Descrizione esercizio:
Nell'estratto della pagina, senza quale elemento l'Unione bancaria viene paragonata a un tavolino a due zampe?

Estratto della pagina:
Senza l’assicurazione europea sui depositi, l’Unione bancaria è un tavolino a due zampe, con quello che ne consegue in termini di stabilità. Ma, soprattutto, essa ha perso il suo originario significato. O, per usare le parole dell’ex direttore generale della Banca d’Italia, Salvatore Rossi, “l’effettiva attuazione del progetto ha preso una direzione diversa”[17] da quella originaria.
Seguiamo l’argomentazione di Salvatore Rossi:
“In sostanza, le banche sono divenute europee solo in un senso, ovvero in quanto vigilate e sottoposte a risoluzione a livello europeo. Il circolo vizioso tra settore bancario ed emittenti sovrani non è stato spezzato, tuttavia alle banche è stata imposta una camicia di forza volta a garantire che, in caso di fuga dai titoli di Stato emessi da un sovrano, le banche di quel paese non verranno salvate dai contribuenti, di quello stesso paese o di altri. In termini ancora più espliciti, a un contribuente tedesco non si potrà mai chiedere di finanziare il salvataggio di una banca italiana in crisi per il peso, nel proprio bilancio, di titoli di Stato italiani in rapida discesa sui mercati. In un caso simile, sarebbero i creditori della banca, prevalentemente italiani, a farsene carico.”[18]
Non si è troppo malevoli se si traduce così il risultato: la funzione originaria e dichiarata dell’unione bancaria europea era quella di ridurre la frammentazione/balcanizzazione finanziaria dell’Europa intervenuta con la crisi (e i conseguenti rischi in termini di stabilità e tenuta della moneta unica); quella effettiva è consistita nel prendere in ostaggio le banche italiane, sulle quali (nel quadro istituzionale attuale) ogni incremento significativo dello spread sui titoli di Stato italiani determina pesanti ripercussioni in termini di conto economico e di capitale (è il film che abbiamo visto nel maggio e nel settembre 2018).

Estratti dell'elenco:
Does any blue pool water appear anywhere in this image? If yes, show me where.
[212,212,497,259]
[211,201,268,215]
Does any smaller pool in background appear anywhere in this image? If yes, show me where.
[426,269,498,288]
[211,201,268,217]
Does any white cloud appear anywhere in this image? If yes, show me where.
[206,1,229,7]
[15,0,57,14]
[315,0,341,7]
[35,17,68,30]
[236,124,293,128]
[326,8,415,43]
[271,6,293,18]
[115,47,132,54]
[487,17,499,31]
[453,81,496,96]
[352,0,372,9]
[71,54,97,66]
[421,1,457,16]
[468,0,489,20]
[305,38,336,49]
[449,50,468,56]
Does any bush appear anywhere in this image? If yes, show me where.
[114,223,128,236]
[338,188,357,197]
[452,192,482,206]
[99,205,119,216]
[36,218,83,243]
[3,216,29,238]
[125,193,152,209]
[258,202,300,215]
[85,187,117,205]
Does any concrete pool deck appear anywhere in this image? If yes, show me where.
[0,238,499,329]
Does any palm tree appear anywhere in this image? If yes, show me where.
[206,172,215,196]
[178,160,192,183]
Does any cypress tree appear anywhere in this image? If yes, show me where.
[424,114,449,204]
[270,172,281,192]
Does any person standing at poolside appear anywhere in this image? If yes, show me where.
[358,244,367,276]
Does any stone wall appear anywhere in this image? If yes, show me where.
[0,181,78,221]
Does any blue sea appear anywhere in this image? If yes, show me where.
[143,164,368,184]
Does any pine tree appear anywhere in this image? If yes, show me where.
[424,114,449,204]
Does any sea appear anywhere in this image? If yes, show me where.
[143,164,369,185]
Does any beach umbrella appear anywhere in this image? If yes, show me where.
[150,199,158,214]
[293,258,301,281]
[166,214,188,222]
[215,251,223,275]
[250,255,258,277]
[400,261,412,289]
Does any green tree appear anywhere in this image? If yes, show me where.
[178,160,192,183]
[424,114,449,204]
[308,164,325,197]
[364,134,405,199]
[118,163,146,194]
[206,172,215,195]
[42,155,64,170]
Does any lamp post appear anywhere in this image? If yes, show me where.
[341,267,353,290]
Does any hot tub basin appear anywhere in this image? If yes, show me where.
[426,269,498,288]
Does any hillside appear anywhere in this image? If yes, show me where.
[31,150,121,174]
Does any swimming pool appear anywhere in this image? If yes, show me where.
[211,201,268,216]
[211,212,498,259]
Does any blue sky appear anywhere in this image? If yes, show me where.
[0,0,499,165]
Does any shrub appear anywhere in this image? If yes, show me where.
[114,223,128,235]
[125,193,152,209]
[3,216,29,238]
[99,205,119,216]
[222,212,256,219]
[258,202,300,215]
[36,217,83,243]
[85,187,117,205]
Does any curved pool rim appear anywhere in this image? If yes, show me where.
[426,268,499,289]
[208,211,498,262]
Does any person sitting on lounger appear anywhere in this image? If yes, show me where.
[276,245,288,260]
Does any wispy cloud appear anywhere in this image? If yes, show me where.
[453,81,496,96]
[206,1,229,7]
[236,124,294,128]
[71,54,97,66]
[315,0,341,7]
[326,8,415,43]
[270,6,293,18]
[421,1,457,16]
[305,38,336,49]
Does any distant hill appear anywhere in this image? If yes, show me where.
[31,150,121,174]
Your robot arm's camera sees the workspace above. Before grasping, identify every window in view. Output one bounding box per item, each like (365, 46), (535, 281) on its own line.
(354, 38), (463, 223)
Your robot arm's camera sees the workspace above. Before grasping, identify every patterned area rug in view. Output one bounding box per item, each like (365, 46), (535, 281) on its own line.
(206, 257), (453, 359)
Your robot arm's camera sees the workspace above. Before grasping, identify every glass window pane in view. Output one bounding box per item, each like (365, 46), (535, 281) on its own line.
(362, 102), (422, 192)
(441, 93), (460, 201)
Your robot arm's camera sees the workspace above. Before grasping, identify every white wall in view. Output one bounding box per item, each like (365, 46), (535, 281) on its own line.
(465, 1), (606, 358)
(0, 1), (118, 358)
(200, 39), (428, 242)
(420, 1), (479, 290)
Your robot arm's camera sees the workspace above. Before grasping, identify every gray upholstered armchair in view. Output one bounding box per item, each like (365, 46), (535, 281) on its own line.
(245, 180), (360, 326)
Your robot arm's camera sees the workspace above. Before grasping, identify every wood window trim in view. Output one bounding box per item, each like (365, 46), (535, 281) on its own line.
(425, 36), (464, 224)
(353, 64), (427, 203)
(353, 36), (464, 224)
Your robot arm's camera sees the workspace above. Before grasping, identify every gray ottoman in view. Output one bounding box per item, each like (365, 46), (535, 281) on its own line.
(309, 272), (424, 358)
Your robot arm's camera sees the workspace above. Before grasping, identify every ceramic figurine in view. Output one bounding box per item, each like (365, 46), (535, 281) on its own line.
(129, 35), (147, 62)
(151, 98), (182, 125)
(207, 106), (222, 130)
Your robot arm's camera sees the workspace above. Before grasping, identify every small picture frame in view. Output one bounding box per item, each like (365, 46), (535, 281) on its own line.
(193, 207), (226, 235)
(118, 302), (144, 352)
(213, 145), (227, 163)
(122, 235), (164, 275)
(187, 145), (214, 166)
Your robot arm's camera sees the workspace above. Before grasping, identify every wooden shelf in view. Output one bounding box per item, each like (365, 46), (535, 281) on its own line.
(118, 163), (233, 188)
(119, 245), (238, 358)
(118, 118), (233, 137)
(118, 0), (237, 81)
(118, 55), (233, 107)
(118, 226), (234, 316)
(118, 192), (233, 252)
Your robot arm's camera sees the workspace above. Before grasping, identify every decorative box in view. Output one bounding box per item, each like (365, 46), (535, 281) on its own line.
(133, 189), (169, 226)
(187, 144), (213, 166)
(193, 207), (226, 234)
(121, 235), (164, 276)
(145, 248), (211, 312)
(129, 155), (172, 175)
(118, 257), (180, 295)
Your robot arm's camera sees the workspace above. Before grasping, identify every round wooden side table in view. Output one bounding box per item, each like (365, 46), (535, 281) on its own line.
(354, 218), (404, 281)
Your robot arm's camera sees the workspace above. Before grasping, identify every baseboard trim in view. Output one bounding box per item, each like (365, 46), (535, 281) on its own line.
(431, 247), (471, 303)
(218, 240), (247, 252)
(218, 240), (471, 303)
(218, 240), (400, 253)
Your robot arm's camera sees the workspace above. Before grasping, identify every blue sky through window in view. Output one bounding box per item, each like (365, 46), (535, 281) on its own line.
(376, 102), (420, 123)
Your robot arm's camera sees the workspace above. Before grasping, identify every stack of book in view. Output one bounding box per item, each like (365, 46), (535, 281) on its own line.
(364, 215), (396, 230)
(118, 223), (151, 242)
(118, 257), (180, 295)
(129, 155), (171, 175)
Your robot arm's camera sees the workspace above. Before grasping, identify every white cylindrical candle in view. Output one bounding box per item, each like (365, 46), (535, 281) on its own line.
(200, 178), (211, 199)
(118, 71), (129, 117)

Soluzione:
Senza l'assicurazione europea sui depositi.